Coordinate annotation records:
# # # #
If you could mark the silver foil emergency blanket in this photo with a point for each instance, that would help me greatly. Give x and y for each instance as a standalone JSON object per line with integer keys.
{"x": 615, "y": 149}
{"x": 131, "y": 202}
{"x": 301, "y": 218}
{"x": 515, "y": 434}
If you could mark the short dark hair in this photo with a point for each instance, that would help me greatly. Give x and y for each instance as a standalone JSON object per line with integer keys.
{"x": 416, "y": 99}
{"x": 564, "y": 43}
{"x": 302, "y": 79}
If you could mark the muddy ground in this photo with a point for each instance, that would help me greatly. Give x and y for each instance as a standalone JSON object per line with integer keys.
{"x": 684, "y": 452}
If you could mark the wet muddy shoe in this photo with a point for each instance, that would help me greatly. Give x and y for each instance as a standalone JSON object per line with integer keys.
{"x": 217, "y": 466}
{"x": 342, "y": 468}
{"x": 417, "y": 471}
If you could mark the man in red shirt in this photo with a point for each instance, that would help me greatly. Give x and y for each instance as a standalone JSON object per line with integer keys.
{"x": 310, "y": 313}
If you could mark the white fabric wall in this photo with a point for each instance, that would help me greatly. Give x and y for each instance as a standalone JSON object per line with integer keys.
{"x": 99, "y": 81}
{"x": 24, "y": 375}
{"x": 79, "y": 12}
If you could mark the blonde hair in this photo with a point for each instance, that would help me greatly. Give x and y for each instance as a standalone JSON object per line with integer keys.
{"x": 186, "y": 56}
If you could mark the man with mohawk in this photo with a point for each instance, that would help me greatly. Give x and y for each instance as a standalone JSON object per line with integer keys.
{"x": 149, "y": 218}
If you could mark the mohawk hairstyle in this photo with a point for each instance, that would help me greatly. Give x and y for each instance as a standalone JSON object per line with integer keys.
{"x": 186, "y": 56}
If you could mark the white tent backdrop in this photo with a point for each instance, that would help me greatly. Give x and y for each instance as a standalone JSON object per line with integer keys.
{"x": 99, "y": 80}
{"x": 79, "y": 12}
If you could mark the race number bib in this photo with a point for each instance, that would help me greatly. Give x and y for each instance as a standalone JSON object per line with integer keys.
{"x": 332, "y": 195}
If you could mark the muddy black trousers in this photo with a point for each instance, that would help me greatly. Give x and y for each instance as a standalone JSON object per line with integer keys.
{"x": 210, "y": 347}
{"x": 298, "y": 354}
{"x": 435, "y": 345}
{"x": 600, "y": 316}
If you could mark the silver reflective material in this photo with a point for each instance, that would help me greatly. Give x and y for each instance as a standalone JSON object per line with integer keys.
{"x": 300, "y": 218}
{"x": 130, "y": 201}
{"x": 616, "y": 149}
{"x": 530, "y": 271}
# # # #
Exercise directions: Starting with the line that contains "If you could mark the silver reflective" and continuing through the last line of the records, render these lines as a Markdown table with the columns Row and Entry. Skip any blank lines.

Exercise response:
| Row | Entry |
|---|---|
| 1 | If you could mark the silver reflective material in this photo with a point for each instance, that would help me greatly. Give x and y for each instance as a standalone JSON object per line with integer keys. |
| 2 | {"x": 300, "y": 218} |
| 3 | {"x": 130, "y": 201} |
| 4 | {"x": 616, "y": 149} |
| 5 | {"x": 530, "y": 271} |